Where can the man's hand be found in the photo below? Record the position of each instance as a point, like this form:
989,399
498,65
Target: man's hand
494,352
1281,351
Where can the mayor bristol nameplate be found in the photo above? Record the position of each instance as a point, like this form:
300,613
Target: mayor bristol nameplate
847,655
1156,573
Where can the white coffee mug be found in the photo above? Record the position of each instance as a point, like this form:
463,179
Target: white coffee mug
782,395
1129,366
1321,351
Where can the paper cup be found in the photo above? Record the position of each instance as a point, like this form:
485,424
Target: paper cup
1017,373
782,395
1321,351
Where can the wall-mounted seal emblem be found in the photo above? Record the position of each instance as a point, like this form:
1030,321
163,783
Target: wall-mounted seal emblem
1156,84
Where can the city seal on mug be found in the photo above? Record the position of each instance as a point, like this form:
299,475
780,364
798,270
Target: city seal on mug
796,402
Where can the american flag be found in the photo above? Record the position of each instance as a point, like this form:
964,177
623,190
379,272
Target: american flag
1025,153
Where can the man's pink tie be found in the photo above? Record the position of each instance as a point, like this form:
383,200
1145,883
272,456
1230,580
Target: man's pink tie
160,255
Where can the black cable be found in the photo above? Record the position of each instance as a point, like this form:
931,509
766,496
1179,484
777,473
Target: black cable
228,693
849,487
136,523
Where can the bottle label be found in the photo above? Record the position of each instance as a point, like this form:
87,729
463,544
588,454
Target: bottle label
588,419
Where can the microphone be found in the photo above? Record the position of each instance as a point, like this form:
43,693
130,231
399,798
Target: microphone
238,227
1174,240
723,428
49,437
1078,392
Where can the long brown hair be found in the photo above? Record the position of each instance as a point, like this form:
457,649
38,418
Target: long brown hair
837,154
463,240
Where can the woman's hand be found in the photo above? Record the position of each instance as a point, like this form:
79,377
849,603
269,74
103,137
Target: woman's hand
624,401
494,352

+++++

**WAT TE DOEN:** Wijzig in alle records hierboven "position" in "location" en geef alle regels verder ongewijzigd opnieuw.

**UITVOER HIERONDER:**
Where can the man's hand be found in the photo below? Record the location of each instance as a point, like this form:
989,399
498,65
Target: man's hand
494,352
1281,351
Where can the mayor bristol nameplate be found in the photo above? Record the location of each instance as a point, like this form:
300,613
Target: mayor bristol nameplate
847,655
1156,573
Where can the white coffee mug be found in the photo above? Record the location of each instance as a point, like this form:
463,179
Target: white coffee mug
782,395
1129,366
1321,351
Where can the paper cup be found in the photo above? Record the location of each instance as a point, like this form:
485,424
Target: paper cup
1017,373
782,395
1321,351
Where can the wall-mounted seal emblem be found in the photo above? Record the location of each instance as a point, like this form:
1030,321
163,783
Target: wall-mounted seal emblem
1156,84
Where can the city seal on mug be found in the photo above? Record the location of each instance as a point, like this form:
299,475
780,364
798,270
Target: city seal on mug
796,402
Where can the american flag be found in the photo above? Record the location of each instance as a point, like this form:
964,177
623,190
379,272
Target: american flag
1025,153
Where can the man's pink tie be found in the photo above? Record the location of each instance as a point, like this form:
383,200
1145,883
272,456
1230,580
Target: man's pink tie
160,255
Where can the black cable be found in the photo above? Record the location of each instance as a point, like this form:
931,509
766,496
1179,484
777,473
Target: black cable
228,693
849,487
136,523
Where can the bottle label be found in the photo above? Record the location of each instance as a point, like this form:
87,729
463,544
588,454
Target: bottle label
588,419
Where can the microphone be found in the photo above? Record the location of each instance as a point, like this form:
43,693
130,231
399,798
Target: microphone
238,227
1174,240
723,428
49,437
1078,392
Where can the long brown hair be found in the photo above? Record the location of each instance as a point, like this form:
457,649
38,418
Target: long brown hair
837,154
463,240
Where can the woman's hand be found in the photo above? Record the location of each instance as a point, like this form:
79,377
849,603
269,74
103,137
Target: woman's hand
624,401
494,352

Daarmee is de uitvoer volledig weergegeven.